= Written instruction =
Please print, character for character, the part of the records that opens with the line containing "of the side" and closes with the line containing "Target: side mirror", including both of those lines and nothing else.

= Provided records =
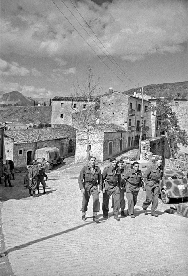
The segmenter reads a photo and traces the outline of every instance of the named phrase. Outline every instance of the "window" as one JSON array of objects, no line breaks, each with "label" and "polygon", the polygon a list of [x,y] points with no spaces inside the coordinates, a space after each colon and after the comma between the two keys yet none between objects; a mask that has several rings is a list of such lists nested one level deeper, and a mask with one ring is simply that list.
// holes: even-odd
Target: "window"
[{"label": "window", "polygon": [[18,149],[18,156],[23,156],[24,152],[23,149]]}]

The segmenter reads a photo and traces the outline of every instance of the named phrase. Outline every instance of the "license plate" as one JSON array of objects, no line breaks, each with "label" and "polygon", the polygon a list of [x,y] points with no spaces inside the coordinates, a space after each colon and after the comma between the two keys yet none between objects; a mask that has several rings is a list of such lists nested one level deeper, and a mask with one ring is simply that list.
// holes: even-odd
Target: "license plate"
[{"label": "license plate", "polygon": [[184,185],[179,185],[178,189],[179,190],[185,190],[185,188]]}]

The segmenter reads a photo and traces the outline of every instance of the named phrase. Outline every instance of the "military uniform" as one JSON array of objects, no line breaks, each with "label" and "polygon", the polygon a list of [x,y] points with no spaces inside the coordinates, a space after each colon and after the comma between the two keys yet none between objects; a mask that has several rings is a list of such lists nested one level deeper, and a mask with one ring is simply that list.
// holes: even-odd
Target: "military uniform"
[{"label": "military uniform", "polygon": [[142,173],[140,170],[136,172],[134,168],[127,170],[123,177],[126,186],[126,196],[128,201],[128,213],[133,215],[134,207],[137,201],[138,194],[142,180]]},{"label": "military uniform", "polygon": [[103,179],[105,180],[103,193],[102,209],[104,215],[108,215],[109,212],[109,200],[112,195],[114,197],[113,214],[117,216],[120,206],[120,189],[121,187],[121,175],[120,168],[116,166],[113,169],[111,165],[106,167],[102,173]]},{"label": "military uniform", "polygon": [[142,207],[146,209],[152,202],[151,214],[154,213],[157,208],[159,192],[159,180],[161,179],[164,186],[166,181],[163,167],[158,167],[157,164],[148,167],[144,174],[146,186],[146,198]]},{"label": "military uniform", "polygon": [[84,189],[85,193],[82,194],[82,206],[81,210],[83,213],[87,211],[87,206],[91,195],[93,197],[93,212],[100,210],[100,202],[98,185],[99,190],[102,188],[102,178],[101,169],[94,166],[93,170],[86,165],[82,168],[80,173],[78,183],[80,190]]}]

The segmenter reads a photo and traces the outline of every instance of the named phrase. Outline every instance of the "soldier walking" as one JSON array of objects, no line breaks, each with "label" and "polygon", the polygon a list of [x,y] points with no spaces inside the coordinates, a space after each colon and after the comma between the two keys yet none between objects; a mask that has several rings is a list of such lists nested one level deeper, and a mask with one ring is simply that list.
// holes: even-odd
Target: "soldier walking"
[{"label": "soldier walking", "polygon": [[93,156],[89,156],[89,164],[85,166],[81,170],[78,182],[82,194],[82,206],[81,210],[82,212],[82,219],[85,221],[86,219],[86,212],[87,211],[87,206],[91,195],[93,200],[93,221],[97,223],[99,222],[99,219],[97,215],[100,210],[99,194],[102,191],[102,178],[101,169],[99,167],[95,166],[96,159]]},{"label": "soldier walking", "polygon": [[142,208],[145,214],[147,215],[146,209],[152,202],[151,215],[157,217],[158,215],[155,211],[158,203],[159,193],[159,180],[162,180],[164,190],[166,189],[166,187],[163,167],[162,165],[162,157],[156,156],[155,160],[156,163],[148,167],[144,174],[146,186],[146,198],[143,203]]},{"label": "soldier walking", "polygon": [[138,162],[134,162],[133,169],[127,170],[123,176],[123,181],[126,186],[126,195],[128,201],[127,214],[132,218],[135,218],[134,207],[137,203],[142,180],[142,173],[139,169],[139,166]]},{"label": "soldier walking", "polygon": [[120,206],[120,190],[121,189],[121,176],[120,169],[116,166],[116,160],[115,157],[110,158],[110,164],[105,168],[102,173],[103,179],[105,180],[103,190],[102,209],[103,216],[108,218],[109,216],[109,200],[113,195],[114,218],[117,221],[120,220],[118,216],[118,212]]},{"label": "soldier walking", "polygon": [[43,187],[43,192],[44,195],[46,194],[46,182],[44,180],[44,178],[46,175],[44,172],[43,169],[41,167],[42,164],[39,162],[38,164],[38,180],[37,182],[37,189],[38,191],[38,194],[40,194],[39,186],[40,185],[40,182]]}]

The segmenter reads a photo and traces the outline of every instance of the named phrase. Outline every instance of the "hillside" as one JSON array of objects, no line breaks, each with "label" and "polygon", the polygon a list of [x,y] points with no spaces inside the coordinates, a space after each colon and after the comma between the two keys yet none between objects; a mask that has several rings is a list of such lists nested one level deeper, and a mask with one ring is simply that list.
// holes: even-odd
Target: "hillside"
[{"label": "hillside", "polygon": [[[126,92],[133,95],[134,89],[132,88]],[[137,89],[141,90],[142,87]],[[164,97],[170,101],[173,99],[180,97],[188,99],[188,81],[150,84],[144,86],[144,90],[146,91],[147,95],[156,98]]]},{"label": "hillside", "polygon": [[33,123],[38,124],[40,119],[51,123],[51,106],[10,106],[0,109],[0,122],[14,119],[24,124]]},{"label": "hillside", "polygon": [[20,106],[27,106],[32,105],[33,102],[17,91],[6,93],[0,97],[0,104],[17,103]]}]

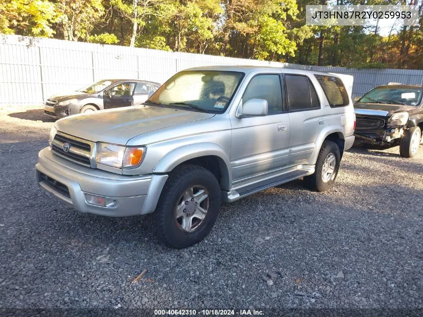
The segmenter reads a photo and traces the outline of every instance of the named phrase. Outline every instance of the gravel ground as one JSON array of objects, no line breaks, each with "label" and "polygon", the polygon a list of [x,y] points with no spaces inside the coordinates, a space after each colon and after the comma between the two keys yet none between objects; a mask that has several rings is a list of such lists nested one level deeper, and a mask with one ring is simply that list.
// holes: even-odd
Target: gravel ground
[{"label": "gravel ground", "polygon": [[423,308],[423,146],[354,147],[332,190],[298,180],[224,204],[177,250],[145,217],[80,213],[37,187],[53,122],[0,109],[0,308]]}]

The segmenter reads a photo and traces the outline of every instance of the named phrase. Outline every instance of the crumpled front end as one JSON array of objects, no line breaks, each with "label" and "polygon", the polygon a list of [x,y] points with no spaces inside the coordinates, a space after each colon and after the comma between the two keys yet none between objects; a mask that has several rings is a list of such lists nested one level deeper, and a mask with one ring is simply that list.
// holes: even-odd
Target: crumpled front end
[{"label": "crumpled front end", "polygon": [[354,134],[357,139],[379,145],[396,143],[404,135],[404,127],[389,126],[388,117],[362,114],[356,112],[356,123]]}]

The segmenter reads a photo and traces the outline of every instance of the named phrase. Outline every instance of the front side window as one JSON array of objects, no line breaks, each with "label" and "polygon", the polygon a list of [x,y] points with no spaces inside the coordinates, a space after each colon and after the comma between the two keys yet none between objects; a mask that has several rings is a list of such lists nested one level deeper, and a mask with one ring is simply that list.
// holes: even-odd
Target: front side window
[{"label": "front side window", "polygon": [[148,94],[151,91],[154,91],[153,87],[147,83],[137,83],[135,88],[135,94]]},{"label": "front side window", "polygon": [[382,103],[417,106],[420,104],[423,89],[419,88],[377,87],[359,100],[364,103]]},{"label": "front side window", "polygon": [[95,84],[84,87],[79,91],[87,94],[96,94],[112,85],[112,82],[110,80],[101,80]]},{"label": "front side window", "polygon": [[290,111],[311,110],[320,107],[313,84],[307,76],[285,75]]},{"label": "front side window", "polygon": [[132,96],[135,83],[122,83],[113,86],[110,90],[111,96]]},{"label": "front side window", "polygon": [[242,96],[242,103],[254,98],[267,101],[268,114],[282,111],[282,86],[279,75],[259,75],[253,77]]},{"label": "front side window", "polygon": [[238,72],[180,72],[162,85],[147,101],[222,113],[243,76],[243,73]]},{"label": "front side window", "polygon": [[343,107],[349,104],[348,93],[339,78],[321,75],[314,76],[326,95],[330,107]]}]

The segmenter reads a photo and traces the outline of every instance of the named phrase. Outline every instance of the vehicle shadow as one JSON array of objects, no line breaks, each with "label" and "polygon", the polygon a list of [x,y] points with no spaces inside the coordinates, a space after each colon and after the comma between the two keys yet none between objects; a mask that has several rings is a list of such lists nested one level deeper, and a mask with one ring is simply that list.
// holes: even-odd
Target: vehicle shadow
[{"label": "vehicle shadow", "polygon": [[43,122],[54,122],[56,119],[48,117],[44,114],[44,109],[31,109],[22,112],[14,112],[8,115],[12,118],[17,118],[26,120],[33,121],[42,121]]}]

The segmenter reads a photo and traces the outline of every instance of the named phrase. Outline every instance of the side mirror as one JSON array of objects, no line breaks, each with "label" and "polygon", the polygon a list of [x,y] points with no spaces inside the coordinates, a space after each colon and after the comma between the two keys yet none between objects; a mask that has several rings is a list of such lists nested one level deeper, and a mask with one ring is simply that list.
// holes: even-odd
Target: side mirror
[{"label": "side mirror", "polygon": [[237,118],[264,117],[267,115],[267,101],[253,98],[250,99],[237,109]]}]

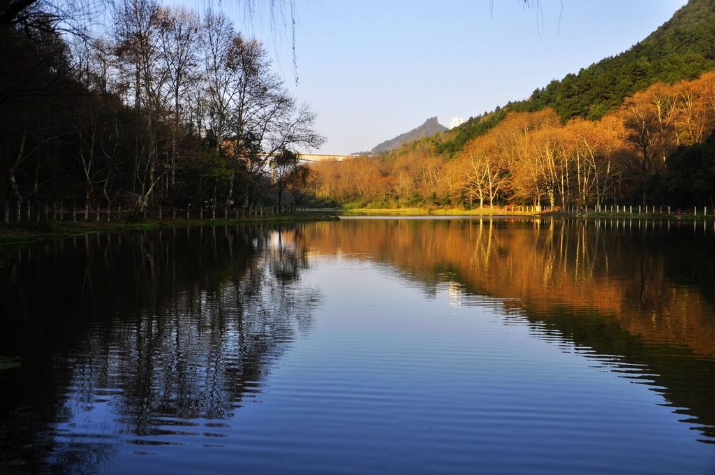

= Solution below =
The segmenter reads a photo and traces the outline of every instance of the named phrase. Outline every instance of the side mirror as one JSON array of objects, no line breaks, each with "label" and "polygon", the polygon a list of [x,y] points with no spaces inside the coordinates, a space after each colon and after the comma between the two keys yet none between objects; a mask that has several rings is a list of such lists nested one level deeper, and a mask with one ring is simply that list.
// holes: even-odd
Target: side mirror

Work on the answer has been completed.